Barnes: "We have food courts as well as the ice rink that has a roller coaster going over the top of it. We got Two blue lines no centre lines, we have one changing room we keep our gear in. This is hockey Hong Kong style."

On ice...

The ice rink is tiny...about one half the size of an official rink. But it's not the size that's most peculiar, it's that Yellow roller coaster track meandering overhead, so low a careless Hockey giant could swipe it with a high stick. A string of turquoise and purple cars shoots over the track every now and then, bearing the kids of tired shoppers. Senior citizens sit at plastic Tables rinkside, snacking on styrofoam plates of noodles and fish heads from the foodcourt. A blue neon sign above the patch of ice boasts "Skyrink." This is the centre of the action of hockey night in Hong Kong.

The first game tonite is between "Wellcome", a team of expats Sponsored by the local welcome supermarket chain, and team "Yellow Pages"...ditto. A rink for lilliputians, local sponsors...but a passion for puck, stick, sweat and the sweet feeling of home is so strong that these fund managers, financial guys, and internet commanders are known to rearrange work schedules for hockey...shh...don't tell their Stockholders...

Driscoll: "I have a trip to Indonesia two weeks from now and I just realized its during the tournament. I absolutely changed it. Next week I have to go to Shanghai and I made sure I would be back by seven o'clock to get to hockey...
That's Bill Driscoll, whose business card reads manager/director, but tonite should read hotshot hockey dude supermarket team. The teams are a raggle taggle mix of guys in their 20's-40's. Some are from Minnesota, Vermont, and Canada, where kids skate as soon as they walk. Some played high school or college hockey, and a few never even made the cut. Greg Smith, an internet entrepreneur, is from Ottawa. For him and many of his hockey pals, there's is a special thrill to playing in countries where the sport is rare and the fans' and players' level of expertise is almost non-existent.
Smith: "The best thing about playing in Asia: you're really good. The hockey isn't the same caliber, so you're looked on as a better hockey player than you would be in North America."

In the tiny dressing room behind the rink, the captains of industry strip to towels and underwear and begin to suit up...maybe scrawny or paunchy, but with the padding, the mouthgards, the brightly-colored jerseys, and the extra inches gained by blades, these guys are strutting.

Gearing up...S

Smith: "Maybe I'm just playing for a phone book, but I am The Man."
Susan Hewitt, a British ex pat lawyer, has come tonite to see exactly what is this hockey thing that, as she puts it, her colleagues are slavishly devoted to.
Hewitt: "It's like a huge dose of masculinity smashing in your face. They're so noisy. They're so huge compared to the tininess Of the people in Hong Kong. It's very strange. They're so big compared to the people of Hong Kong who are so small and they're so polite, not like this shouting."
These noisy North Americans carrying big sticks and giant gym bags have raised more than a few eyebrows in Hong Kong. Players in transit have been asked if the stick is a weapon, for polo, for golf. One canadian player left his beatup but beloved college hockey Skates on the floor in the kitchen and his unknowing housekeeper threw them out.

**Exercise task a**. Scale the records, starting with the first line and going on through the line containing "<point>66,129</point>", and give those lines again, requests included. Multiply every point coordinate in the answers by 0.85, rounding to whole numbers with halves going up.

Coordinate labeling data:

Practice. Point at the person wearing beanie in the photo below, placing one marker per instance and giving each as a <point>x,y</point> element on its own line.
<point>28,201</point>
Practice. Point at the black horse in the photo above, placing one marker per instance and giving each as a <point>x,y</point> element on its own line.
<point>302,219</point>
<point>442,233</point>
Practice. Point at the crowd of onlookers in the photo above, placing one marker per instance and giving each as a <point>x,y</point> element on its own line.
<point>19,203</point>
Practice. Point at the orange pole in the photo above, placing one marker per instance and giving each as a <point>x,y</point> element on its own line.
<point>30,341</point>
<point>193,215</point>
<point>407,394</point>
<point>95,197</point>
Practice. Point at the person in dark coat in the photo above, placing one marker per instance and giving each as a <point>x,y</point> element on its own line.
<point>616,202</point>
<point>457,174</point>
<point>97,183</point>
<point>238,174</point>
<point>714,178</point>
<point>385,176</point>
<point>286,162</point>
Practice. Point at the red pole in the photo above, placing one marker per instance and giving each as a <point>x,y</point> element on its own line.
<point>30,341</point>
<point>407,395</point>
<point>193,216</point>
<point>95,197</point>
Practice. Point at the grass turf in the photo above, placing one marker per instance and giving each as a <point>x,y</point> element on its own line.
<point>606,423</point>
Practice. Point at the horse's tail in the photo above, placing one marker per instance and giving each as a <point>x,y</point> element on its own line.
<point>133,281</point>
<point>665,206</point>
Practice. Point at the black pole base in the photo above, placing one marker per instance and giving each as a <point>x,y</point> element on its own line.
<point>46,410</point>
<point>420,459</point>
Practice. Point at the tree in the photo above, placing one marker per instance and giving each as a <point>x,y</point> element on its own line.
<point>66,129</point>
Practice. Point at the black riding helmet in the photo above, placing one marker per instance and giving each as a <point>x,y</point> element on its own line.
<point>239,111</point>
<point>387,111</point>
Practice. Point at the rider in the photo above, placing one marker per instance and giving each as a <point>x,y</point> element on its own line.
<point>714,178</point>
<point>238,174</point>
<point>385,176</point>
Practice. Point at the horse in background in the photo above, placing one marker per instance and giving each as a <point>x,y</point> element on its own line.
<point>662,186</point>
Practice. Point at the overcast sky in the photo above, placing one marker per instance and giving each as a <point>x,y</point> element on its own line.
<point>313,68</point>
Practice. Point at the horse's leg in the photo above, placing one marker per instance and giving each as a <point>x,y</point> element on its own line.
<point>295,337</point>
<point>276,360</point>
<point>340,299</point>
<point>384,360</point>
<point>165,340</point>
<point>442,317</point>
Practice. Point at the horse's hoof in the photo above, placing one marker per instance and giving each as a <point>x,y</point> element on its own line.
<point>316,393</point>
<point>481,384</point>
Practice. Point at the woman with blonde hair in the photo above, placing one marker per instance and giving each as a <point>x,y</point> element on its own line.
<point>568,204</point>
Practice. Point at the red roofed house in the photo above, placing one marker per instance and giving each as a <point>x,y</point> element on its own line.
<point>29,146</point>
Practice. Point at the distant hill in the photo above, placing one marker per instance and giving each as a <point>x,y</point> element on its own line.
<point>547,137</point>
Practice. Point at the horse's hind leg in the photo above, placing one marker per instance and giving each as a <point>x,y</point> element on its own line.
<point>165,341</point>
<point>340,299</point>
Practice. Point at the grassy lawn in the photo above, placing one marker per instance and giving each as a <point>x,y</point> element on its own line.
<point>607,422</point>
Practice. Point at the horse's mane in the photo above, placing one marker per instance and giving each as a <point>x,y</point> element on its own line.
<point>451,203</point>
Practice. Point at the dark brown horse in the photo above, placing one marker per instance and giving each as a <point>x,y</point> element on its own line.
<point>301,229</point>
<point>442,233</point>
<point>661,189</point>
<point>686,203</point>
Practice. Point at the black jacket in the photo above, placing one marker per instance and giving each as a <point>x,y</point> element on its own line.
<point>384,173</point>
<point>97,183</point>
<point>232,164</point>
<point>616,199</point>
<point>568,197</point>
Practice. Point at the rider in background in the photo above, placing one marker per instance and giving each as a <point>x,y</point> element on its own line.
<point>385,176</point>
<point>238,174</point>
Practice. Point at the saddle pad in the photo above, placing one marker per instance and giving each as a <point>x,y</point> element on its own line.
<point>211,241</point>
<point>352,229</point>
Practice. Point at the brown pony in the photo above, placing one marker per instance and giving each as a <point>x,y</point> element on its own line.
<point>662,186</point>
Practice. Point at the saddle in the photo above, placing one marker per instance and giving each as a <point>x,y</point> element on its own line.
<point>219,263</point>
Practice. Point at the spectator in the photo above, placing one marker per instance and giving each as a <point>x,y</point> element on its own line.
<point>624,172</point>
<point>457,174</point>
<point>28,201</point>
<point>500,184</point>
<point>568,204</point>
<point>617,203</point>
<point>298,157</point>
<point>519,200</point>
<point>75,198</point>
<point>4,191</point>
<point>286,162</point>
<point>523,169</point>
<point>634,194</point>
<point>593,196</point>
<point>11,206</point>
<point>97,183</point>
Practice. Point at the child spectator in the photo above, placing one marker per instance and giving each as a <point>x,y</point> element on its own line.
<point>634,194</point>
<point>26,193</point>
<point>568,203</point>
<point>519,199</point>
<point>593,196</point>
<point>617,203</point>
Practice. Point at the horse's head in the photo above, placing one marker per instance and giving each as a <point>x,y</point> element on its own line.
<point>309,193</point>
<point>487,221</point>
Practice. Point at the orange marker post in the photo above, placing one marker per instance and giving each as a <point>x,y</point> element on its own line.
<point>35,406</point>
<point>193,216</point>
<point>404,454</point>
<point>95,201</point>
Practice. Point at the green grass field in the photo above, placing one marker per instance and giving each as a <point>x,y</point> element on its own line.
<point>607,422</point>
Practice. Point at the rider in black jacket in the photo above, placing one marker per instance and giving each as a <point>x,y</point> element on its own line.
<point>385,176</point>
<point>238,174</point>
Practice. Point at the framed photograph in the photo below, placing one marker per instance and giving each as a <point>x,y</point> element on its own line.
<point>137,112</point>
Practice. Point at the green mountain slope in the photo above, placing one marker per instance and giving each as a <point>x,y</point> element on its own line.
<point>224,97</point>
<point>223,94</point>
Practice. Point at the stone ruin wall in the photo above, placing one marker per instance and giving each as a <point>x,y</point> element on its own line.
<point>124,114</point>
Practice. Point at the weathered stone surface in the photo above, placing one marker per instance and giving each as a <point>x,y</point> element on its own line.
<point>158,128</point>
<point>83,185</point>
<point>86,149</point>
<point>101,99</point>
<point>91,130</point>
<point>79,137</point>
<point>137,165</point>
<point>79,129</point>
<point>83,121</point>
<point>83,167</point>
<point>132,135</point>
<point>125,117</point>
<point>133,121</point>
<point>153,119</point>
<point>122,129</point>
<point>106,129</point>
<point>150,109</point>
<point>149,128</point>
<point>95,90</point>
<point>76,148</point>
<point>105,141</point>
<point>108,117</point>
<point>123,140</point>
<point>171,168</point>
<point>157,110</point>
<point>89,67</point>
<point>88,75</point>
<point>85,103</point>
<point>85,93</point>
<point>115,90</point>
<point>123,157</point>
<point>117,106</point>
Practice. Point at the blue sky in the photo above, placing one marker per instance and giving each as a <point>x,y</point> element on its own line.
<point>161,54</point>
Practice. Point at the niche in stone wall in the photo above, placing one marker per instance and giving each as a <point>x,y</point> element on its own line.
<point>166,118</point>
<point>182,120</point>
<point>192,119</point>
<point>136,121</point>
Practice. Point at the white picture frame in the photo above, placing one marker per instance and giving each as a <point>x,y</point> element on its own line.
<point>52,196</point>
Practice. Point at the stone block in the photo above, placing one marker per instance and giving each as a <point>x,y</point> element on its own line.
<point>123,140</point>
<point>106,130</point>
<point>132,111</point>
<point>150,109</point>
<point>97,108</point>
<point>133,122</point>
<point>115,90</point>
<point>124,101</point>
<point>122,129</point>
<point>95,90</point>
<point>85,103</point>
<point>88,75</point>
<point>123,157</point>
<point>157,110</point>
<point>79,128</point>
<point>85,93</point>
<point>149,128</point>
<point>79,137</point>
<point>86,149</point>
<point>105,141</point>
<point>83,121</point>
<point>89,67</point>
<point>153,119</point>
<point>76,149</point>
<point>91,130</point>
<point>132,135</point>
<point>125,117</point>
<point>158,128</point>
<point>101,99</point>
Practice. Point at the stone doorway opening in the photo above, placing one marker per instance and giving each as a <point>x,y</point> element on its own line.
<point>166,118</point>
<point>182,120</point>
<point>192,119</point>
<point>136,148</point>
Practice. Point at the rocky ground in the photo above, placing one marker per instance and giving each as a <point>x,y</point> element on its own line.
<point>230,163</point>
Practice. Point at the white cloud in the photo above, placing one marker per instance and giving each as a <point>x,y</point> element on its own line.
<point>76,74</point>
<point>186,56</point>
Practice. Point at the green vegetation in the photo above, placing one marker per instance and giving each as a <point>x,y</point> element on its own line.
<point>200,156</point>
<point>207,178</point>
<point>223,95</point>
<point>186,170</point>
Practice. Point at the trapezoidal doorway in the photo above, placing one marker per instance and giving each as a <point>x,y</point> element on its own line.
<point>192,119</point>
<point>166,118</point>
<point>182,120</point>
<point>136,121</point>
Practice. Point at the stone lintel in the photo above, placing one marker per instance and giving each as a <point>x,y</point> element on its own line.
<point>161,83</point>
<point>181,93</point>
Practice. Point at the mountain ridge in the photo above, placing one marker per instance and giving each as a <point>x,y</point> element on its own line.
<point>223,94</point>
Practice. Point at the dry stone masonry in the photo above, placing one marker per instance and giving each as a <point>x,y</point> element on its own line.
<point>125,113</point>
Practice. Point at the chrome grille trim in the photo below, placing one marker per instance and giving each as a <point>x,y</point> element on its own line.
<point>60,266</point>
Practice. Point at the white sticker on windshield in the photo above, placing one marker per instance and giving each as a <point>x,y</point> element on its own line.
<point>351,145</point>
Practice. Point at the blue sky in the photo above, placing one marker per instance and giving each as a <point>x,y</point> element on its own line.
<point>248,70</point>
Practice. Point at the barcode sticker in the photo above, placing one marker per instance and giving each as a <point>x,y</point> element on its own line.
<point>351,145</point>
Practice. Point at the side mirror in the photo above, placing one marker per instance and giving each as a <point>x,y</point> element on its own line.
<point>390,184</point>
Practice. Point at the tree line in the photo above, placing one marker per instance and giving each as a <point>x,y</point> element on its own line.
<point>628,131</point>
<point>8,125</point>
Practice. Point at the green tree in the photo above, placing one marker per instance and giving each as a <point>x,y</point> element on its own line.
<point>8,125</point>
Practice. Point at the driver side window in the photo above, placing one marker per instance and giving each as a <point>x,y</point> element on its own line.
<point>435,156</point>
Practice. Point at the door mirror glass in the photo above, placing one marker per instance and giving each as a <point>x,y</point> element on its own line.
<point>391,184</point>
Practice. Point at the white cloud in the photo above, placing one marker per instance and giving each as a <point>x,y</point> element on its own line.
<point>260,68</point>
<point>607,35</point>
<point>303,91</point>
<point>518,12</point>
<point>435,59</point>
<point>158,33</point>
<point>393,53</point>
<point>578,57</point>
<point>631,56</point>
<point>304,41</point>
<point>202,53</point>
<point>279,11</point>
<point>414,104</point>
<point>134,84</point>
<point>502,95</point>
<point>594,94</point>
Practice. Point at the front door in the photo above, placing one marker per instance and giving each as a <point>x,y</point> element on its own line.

**Exercise task b**. Copy the passage from the Hong Kong hockey piece word for word, starting with "The first game" and going on through "tell their Stockholders...".

**Full output a**.
Practice. Point at the person wearing beanie in the photo below, placing one marker per instance and giving each as a <point>x,y</point> element on its own line.
<point>24,171</point>
Practice. Point at the black horse in the photo above, placing one marker per instance and giving each as a <point>x,y</point> element on its own line.
<point>257,186</point>
<point>376,198</point>
Practice. Point at the crowd of onlookers in the photo above, placing one marker per instance and giving each as a <point>x,y</point> element on its own line.
<point>16,173</point>
Practice. Point at the orange pole in the photo above, placing one marker per instance and giving each as a <point>x,y</point> element on its own line.
<point>26,290</point>
<point>164,183</point>
<point>346,335</point>
<point>81,167</point>
Practice. Point at the person in dark coat in the photo above, placing one marker per instance and giving each as a <point>x,y</point> element on its own line.
<point>524,172</point>
<point>388,148</point>
<point>82,156</point>
<point>202,148</point>
<point>607,151</point>
<point>327,150</point>
<point>243,138</point>
Practice. Point at the red pole in the photo above, placing one marker per instance and giving each as a <point>x,y</point> element on its own line.
<point>26,290</point>
<point>346,336</point>
<point>164,184</point>
<point>81,167</point>
Practice. Point at the grass turf in the photo above, placing one marker per instance and giving each as a <point>x,y</point> element on its own line.
<point>515,360</point>
Practice. Point at the horse's tail in the photo above, placing one marker per instance and giving each as a <point>x,y</point> element on its own line.
<point>113,239</point>
<point>565,175</point>
Practice. Point at the black pole base in the photo above, placing one marker per instance and giving each as a <point>x,y</point> element on its own line.
<point>39,349</point>
<point>357,390</point>
Practice. Point at the tree in the photo above, placing one marker per instance and giving each as a <point>x,y</point> element on its own line.
<point>56,110</point>

**Full output b**.
The first game tonite is between "Wellcome", a team of expats Sponsored by the local welcome supermarket chain, and team "Yellow Pages"...ditto. A rink for lilliputians, local sponsors...but a passion for puck, stick, sweat and the sweet feeling of home is so strong that these fund managers, financial guys, and internet commanders are known to rearrange work schedules for hockey...shh...don't tell their Stockholders...